* **What is needed**: Can you change "spiny hind leg" to "spiky rear leg" in the stretch from the start of the records through the line containing "249,222,1264,531", and return only those lines with everything else unchanged?

* **Input for this task**:
[Start]

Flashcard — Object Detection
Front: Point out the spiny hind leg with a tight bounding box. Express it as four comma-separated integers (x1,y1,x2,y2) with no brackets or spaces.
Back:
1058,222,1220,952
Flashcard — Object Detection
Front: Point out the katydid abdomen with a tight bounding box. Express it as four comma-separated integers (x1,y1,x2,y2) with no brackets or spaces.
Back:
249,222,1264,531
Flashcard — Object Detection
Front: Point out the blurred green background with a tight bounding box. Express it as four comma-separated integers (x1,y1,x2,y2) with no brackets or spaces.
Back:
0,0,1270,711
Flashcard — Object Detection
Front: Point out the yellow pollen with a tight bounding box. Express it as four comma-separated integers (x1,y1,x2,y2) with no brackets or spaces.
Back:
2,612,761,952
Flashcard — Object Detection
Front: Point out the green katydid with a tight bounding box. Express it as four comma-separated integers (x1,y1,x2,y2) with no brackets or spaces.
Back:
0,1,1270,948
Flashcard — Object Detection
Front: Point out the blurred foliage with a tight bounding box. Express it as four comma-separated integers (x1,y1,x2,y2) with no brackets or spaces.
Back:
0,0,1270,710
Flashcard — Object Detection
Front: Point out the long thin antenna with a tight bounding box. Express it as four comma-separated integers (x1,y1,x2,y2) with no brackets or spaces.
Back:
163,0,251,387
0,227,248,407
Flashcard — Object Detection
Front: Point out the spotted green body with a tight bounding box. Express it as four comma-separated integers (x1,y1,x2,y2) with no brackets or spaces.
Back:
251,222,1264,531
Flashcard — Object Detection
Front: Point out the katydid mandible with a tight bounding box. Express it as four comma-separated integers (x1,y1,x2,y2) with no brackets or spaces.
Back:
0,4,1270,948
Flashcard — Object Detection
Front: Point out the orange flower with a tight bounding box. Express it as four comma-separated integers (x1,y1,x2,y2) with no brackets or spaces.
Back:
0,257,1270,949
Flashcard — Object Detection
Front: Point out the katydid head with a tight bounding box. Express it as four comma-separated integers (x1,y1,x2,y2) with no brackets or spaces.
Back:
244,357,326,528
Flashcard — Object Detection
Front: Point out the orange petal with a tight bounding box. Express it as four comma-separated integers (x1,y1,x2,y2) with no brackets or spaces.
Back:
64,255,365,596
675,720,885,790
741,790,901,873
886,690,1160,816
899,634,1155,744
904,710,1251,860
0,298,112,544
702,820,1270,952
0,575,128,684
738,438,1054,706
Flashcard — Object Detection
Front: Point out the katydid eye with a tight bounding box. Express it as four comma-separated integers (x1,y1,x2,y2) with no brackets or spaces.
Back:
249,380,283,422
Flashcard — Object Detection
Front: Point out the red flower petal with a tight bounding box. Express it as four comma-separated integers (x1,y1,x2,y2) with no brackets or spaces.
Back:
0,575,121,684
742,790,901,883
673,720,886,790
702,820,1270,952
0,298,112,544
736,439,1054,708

[End]

* **Result for this exercise**:
Flashcard — Object Detection
Front: Point out the spiky rear leg with a tight bounding box. Express it as four comma-separated integers (x1,y1,x2,y2) with no brackets or spaces.
Back:
1058,222,1220,952
Flashcard — Object Detection
Front: Point out the katydid abdomen with a tight bounding box. Express it as four comma-separated integers (x1,y1,x2,y2) with no brackets or spaces.
Back:
249,222,1264,531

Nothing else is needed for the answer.